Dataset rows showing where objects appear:
◇ ◇ ◇ ◇ ◇ ◇ ◇

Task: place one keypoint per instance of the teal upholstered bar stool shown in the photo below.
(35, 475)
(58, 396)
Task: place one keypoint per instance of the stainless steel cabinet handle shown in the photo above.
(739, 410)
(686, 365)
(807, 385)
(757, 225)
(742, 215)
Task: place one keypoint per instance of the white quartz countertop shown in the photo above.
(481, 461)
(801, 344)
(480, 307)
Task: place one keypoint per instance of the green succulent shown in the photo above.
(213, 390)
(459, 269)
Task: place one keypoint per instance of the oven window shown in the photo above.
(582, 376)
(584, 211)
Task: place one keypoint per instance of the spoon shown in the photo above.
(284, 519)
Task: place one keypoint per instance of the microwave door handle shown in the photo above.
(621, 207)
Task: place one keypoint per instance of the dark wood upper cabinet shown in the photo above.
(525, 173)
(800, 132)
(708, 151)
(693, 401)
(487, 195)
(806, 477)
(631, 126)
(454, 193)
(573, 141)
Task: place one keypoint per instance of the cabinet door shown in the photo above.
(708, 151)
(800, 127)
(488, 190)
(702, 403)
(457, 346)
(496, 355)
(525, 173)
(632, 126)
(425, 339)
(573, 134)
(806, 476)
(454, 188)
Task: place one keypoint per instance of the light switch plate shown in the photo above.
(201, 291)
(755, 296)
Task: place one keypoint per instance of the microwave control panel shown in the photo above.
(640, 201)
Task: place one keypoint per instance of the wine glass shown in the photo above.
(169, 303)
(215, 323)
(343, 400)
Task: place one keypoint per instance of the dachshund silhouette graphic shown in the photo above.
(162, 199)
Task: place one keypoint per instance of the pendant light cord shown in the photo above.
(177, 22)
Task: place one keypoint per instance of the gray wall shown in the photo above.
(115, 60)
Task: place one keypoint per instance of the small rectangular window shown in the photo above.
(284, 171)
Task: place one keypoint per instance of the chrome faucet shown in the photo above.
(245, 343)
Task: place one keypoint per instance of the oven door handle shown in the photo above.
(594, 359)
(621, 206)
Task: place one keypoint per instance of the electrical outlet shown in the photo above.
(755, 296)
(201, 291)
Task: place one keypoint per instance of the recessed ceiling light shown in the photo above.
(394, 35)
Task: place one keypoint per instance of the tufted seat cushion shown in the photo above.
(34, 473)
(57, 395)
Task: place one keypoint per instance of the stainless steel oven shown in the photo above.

◇ ◇ ◇ ◇ ◇ ◇ ◇

> Directive
Arrange the data above as a Markdown table with the columns No. and Line. Give each nonblank line its own row, numbered in order.

> Solution to this problem
| No. | Line |
|---|---|
| 1 | Task: place one keypoint per instance of the teal upholstered bar stool shown in the photo below. |
| 2 | (35, 475) |
| 3 | (58, 396) |
| 4 | Task: place one keypoint per instance of the stainless steel cabinet handle shown in the photo above. |
| 5 | (739, 410) |
| 6 | (686, 365) |
| 7 | (807, 385) |
| 8 | (757, 225) |
| 9 | (742, 215) |
| 10 | Task: place one keypoint per instance of the white quartz countertop shown in the photo above. |
| 11 | (481, 461) |
| 12 | (801, 344) |
| 13 | (480, 307) |
| 14 | Task: place one keypoint per instance of the green succulent shown in the photo above. |
| 15 | (213, 390) |
| 16 | (459, 269) |
| 17 | Task: place one keypoint per instance of the oven window shown in the photo above. |
| 18 | (582, 376) |
| 19 | (584, 211) |
| 20 | Task: place one keypoint per instance of the spoon shown in the photo above. |
| 21 | (284, 519) |
| 22 | Task: place one keypoint per instance of the microwave door handle shown in the photo above. |
| 23 | (621, 207) |
| 24 | Task: place one keypoint per instance of the dark wood upper cabinet shown in the photo above. |
| 25 | (525, 173) |
| 26 | (800, 132) |
| 27 | (708, 151) |
| 28 | (693, 401) |
| 29 | (487, 195) |
| 30 | (806, 477) |
| 31 | (631, 126) |
| 32 | (454, 193) |
| 33 | (573, 141) |
| 34 | Task: place one keypoint per instance of the cabinet door shown in the photo above. |
| 35 | (708, 151) |
| 36 | (800, 127) |
| 37 | (488, 190) |
| 38 | (702, 403) |
| 39 | (457, 346) |
| 40 | (496, 355) |
| 41 | (525, 173) |
| 42 | (632, 126) |
| 43 | (425, 339) |
| 44 | (573, 134) |
| 45 | (806, 476) |
| 46 | (454, 188) |
| 47 | Task: place one keypoint per instance of the light switch plate shown in the photo above. |
| 48 | (201, 291) |
| 49 | (755, 296) |
| 50 | Task: place one keypoint per instance of the microwave control panel shown in the photo above. |
| 51 | (640, 201) |
| 52 | Task: place one keypoint per instance of the wine glass shown in the photo above. |
| 53 | (169, 303) |
| 54 | (215, 323) |
| 55 | (343, 400) |
| 56 | Task: place one keypoint per instance of the dachshund silhouette graphic shown in the photo above. |
| 57 | (162, 199) |
| 58 | Task: place one keypoint per instance of the pendant light cord shown in the photo above. |
| 59 | (177, 22) |
| 60 | Task: place one keypoint per instance of the gray wall shown in the photo above. |
| 61 | (115, 60) |
| 62 | Task: place one keypoint per instance of the small rectangular window shown in the photo above. |
| 63 | (284, 171) |
| 64 | Task: place one keypoint per instance of the chrome faucet shown in the photo above. |
| 65 | (245, 343) |
| 66 | Task: place one keypoint per instance of the oven door handle shown in the photo above. |
| 67 | (594, 359) |
| 68 | (621, 206) |
| 69 | Task: place one keypoint per instance of the electrical outlet shown in the photo above. |
| 70 | (755, 296) |
| 71 | (201, 291) |
| 72 | Task: place one keypoint per instance of the recessed ceiling light shown in the photo above. |
| 73 | (394, 35) |
| 74 | Task: place one keypoint per instance of the tufted seat cushion shown in the photo above. |
| 75 | (34, 473) |
| 76 | (57, 395) |
| 77 | Task: place one keypoint per instance of the stainless steel oven shown in the photo above. |